== Exercise ==
Rewrite the part of the records that opens with the line containing "Annotate the bear" and runs to the end of the records, replacing "splintered wood" with "cracked wood" and keeping everything else the same.

Dataset records on object locations
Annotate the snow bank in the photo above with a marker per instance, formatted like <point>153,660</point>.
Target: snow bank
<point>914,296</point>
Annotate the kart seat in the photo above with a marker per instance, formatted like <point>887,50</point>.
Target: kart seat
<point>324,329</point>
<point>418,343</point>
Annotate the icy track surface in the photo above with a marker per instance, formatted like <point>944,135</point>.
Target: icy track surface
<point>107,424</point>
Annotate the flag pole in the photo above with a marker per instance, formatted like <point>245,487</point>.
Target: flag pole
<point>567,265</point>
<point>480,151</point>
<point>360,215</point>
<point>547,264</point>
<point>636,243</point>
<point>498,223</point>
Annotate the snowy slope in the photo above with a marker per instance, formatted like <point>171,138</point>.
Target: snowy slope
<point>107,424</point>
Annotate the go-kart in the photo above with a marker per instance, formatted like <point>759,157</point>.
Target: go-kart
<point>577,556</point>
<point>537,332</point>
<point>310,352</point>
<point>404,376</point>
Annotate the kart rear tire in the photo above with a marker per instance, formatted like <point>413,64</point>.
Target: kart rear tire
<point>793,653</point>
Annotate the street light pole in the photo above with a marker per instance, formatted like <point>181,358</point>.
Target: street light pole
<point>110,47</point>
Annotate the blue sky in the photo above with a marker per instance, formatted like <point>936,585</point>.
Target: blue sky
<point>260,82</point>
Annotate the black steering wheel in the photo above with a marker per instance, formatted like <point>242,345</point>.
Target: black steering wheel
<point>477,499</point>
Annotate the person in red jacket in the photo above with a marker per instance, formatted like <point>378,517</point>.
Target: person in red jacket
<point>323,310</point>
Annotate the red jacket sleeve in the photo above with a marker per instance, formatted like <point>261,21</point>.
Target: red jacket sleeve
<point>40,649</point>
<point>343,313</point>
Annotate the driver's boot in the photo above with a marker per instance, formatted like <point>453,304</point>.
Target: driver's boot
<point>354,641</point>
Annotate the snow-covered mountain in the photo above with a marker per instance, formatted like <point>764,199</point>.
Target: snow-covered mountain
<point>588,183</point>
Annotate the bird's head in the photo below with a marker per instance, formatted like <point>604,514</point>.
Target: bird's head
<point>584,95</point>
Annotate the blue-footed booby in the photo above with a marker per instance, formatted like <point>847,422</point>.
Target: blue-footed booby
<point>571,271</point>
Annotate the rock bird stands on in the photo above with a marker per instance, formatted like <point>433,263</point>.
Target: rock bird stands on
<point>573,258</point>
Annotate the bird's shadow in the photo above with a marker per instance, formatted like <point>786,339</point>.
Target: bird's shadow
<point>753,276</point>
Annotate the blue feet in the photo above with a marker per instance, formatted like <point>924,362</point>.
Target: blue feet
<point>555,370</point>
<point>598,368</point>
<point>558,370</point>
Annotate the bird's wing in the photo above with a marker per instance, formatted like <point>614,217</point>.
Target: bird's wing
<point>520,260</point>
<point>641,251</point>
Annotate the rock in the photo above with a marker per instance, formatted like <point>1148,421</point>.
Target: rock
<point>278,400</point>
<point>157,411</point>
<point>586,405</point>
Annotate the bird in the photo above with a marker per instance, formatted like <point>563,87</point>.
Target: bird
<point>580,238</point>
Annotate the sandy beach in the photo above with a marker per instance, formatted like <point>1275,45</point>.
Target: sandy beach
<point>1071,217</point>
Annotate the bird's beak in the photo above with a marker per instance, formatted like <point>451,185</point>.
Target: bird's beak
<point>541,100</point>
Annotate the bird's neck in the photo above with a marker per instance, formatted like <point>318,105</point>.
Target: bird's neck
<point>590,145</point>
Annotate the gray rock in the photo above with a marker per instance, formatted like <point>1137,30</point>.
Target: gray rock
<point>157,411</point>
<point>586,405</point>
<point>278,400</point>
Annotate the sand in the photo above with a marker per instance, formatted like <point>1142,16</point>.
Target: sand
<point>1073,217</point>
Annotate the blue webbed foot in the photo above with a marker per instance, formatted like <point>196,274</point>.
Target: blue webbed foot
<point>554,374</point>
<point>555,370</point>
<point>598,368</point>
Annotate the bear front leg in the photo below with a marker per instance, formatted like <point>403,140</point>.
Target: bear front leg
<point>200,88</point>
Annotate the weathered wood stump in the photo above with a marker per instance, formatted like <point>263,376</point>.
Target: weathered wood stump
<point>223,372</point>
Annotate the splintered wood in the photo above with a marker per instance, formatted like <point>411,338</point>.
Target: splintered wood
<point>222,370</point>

== Expected output ==
Annotate the bear front leg in the photo below with a marker per instance, formatted like <point>403,140</point>.
Target: bear front leg
<point>200,88</point>
Annotate the weathered wood stump in the photo above with a marker per instance, formatted like <point>263,376</point>.
Target: weathered wood stump
<point>223,372</point>
Annotate the cracked wood in the photo above with a marker per instance, formatted like <point>411,338</point>.
Target: cracked wood
<point>222,370</point>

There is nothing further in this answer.